[Stored data entries]
####################

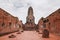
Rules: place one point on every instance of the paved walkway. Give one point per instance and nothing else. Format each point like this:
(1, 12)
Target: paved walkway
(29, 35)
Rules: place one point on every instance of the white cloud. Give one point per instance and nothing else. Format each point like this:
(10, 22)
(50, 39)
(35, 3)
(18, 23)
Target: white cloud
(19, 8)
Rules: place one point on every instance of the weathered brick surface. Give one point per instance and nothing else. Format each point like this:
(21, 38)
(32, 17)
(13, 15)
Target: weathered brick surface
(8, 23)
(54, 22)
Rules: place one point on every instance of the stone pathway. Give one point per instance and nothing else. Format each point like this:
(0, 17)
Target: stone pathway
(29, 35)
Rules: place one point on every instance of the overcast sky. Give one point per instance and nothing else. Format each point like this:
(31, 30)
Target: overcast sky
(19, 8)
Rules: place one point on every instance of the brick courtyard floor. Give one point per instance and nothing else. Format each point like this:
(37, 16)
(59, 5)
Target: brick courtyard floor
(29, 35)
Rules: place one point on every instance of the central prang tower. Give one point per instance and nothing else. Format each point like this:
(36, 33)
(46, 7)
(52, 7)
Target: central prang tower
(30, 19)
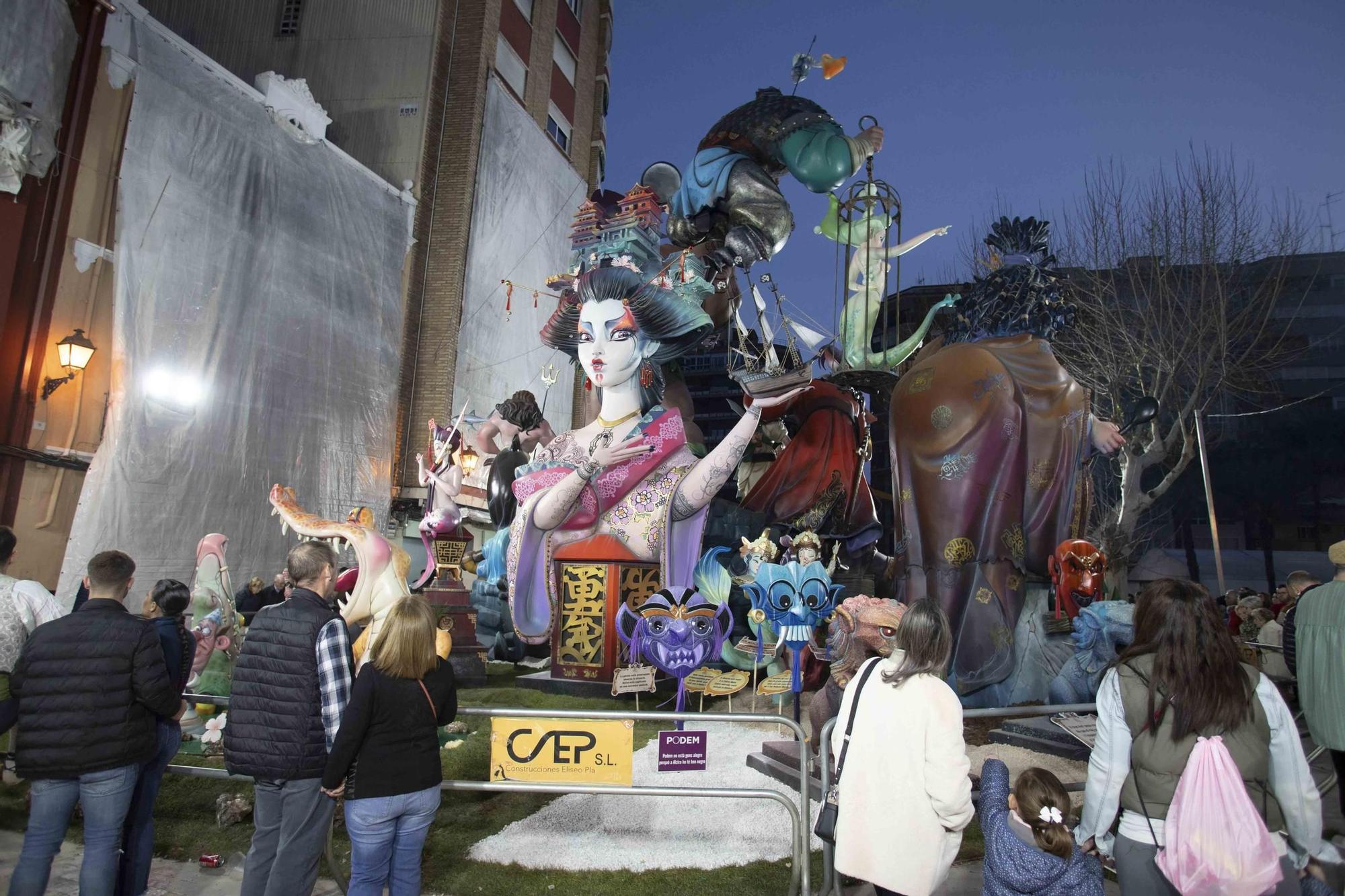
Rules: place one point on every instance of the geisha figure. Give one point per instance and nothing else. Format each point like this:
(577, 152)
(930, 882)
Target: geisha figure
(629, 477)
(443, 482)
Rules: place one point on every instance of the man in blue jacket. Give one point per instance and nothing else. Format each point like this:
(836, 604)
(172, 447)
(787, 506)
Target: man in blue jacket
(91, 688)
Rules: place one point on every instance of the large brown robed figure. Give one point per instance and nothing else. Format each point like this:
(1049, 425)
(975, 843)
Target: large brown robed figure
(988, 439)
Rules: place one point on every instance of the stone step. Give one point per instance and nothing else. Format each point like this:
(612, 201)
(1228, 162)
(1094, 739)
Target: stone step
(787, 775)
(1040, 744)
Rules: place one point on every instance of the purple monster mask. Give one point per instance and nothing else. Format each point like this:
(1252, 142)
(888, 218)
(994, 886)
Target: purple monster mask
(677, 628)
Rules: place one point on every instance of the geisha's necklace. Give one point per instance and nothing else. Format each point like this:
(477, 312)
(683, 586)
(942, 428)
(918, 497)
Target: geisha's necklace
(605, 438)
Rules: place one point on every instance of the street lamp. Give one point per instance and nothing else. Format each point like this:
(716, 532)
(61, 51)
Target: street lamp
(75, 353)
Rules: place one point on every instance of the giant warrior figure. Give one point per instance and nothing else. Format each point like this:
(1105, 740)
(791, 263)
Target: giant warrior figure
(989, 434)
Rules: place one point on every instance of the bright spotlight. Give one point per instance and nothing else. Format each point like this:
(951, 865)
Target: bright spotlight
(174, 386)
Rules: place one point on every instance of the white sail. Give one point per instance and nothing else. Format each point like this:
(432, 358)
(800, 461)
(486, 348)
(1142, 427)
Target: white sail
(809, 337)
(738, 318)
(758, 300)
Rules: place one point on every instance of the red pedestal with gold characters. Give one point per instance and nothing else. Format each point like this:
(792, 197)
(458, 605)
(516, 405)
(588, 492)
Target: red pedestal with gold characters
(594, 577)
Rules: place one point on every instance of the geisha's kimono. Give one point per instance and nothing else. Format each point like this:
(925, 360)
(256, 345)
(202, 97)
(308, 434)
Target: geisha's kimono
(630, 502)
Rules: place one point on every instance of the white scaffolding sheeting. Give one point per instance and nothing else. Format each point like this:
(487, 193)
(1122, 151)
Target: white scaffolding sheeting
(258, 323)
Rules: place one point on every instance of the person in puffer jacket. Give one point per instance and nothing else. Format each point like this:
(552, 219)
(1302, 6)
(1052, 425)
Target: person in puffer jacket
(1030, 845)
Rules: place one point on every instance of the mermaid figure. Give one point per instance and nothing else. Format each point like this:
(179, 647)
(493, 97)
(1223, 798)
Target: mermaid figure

####################

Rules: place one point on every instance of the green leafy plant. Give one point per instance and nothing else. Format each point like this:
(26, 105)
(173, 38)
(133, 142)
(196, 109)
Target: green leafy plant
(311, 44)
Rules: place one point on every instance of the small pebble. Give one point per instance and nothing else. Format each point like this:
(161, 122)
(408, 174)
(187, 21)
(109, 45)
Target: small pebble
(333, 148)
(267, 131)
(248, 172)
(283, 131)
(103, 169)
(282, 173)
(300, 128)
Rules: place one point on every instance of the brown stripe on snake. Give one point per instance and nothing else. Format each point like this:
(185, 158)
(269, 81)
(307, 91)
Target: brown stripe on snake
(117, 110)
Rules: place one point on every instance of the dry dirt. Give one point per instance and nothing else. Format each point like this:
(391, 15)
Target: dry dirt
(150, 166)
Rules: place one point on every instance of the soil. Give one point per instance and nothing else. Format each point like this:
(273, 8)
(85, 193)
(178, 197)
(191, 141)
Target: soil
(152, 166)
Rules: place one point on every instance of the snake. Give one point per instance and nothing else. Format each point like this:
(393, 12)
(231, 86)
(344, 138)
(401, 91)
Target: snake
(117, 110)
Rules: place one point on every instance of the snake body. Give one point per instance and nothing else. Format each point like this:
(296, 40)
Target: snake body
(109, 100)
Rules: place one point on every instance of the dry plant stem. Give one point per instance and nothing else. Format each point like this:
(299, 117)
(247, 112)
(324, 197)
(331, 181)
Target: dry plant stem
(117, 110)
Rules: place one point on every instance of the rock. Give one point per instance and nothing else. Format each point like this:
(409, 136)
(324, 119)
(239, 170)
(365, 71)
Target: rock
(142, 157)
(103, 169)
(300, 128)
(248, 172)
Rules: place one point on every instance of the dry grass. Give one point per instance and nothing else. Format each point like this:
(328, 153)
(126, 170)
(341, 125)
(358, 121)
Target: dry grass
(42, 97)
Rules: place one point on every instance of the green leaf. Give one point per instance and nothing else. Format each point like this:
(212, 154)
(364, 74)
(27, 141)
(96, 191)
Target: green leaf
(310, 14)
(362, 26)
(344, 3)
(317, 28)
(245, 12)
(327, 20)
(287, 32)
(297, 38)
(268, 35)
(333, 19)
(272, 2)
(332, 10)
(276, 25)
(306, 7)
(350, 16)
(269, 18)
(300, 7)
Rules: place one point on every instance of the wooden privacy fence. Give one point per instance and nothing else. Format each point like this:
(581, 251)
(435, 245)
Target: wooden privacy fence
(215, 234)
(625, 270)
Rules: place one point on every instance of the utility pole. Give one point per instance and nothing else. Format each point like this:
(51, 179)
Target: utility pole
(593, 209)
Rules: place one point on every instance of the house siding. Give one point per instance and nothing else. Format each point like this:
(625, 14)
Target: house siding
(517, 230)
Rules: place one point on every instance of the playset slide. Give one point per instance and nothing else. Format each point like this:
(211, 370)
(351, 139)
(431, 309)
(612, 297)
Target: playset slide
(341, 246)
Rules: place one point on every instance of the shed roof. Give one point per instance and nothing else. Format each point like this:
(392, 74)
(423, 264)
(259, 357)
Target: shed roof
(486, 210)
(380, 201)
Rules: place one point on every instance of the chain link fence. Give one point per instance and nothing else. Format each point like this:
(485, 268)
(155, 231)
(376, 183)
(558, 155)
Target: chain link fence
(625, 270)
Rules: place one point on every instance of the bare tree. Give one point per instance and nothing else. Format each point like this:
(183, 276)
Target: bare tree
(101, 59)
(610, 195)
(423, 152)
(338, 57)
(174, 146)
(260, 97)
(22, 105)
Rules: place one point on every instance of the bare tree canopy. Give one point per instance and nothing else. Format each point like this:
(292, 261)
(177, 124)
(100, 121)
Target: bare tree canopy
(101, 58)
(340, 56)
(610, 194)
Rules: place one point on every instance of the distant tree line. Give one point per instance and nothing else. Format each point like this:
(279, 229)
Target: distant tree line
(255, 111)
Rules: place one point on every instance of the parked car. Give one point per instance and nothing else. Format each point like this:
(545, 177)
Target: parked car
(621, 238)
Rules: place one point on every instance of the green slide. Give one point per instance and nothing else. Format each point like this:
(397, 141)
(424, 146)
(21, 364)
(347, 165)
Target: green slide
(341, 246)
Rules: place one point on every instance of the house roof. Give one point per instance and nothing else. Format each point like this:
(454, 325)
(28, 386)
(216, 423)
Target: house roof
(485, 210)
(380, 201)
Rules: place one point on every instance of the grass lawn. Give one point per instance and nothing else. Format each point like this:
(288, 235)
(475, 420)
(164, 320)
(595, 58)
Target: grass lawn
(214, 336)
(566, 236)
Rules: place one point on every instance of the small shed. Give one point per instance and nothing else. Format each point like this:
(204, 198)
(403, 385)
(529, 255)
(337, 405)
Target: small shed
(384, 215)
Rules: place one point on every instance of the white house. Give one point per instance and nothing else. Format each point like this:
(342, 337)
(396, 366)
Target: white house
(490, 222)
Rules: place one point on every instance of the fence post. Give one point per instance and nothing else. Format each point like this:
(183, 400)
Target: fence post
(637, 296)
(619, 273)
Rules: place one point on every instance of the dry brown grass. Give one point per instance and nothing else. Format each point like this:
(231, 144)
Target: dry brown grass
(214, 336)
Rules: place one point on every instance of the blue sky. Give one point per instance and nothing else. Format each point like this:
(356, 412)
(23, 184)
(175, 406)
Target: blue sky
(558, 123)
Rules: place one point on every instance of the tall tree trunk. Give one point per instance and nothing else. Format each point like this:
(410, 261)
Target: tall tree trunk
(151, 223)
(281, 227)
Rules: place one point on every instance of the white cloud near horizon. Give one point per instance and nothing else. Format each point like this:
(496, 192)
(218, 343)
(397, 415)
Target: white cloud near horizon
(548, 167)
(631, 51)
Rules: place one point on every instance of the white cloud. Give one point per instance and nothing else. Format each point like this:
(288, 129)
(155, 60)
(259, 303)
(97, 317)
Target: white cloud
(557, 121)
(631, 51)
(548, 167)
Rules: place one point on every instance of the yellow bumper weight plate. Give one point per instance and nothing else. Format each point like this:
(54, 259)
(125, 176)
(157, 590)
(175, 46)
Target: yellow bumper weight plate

####################

• _ACTIVITY_: Among the lines of the entries above, count those containing the string "mermaid". Write the number alone.

• _SOLUTION FOR THIS EXERCISE_: 2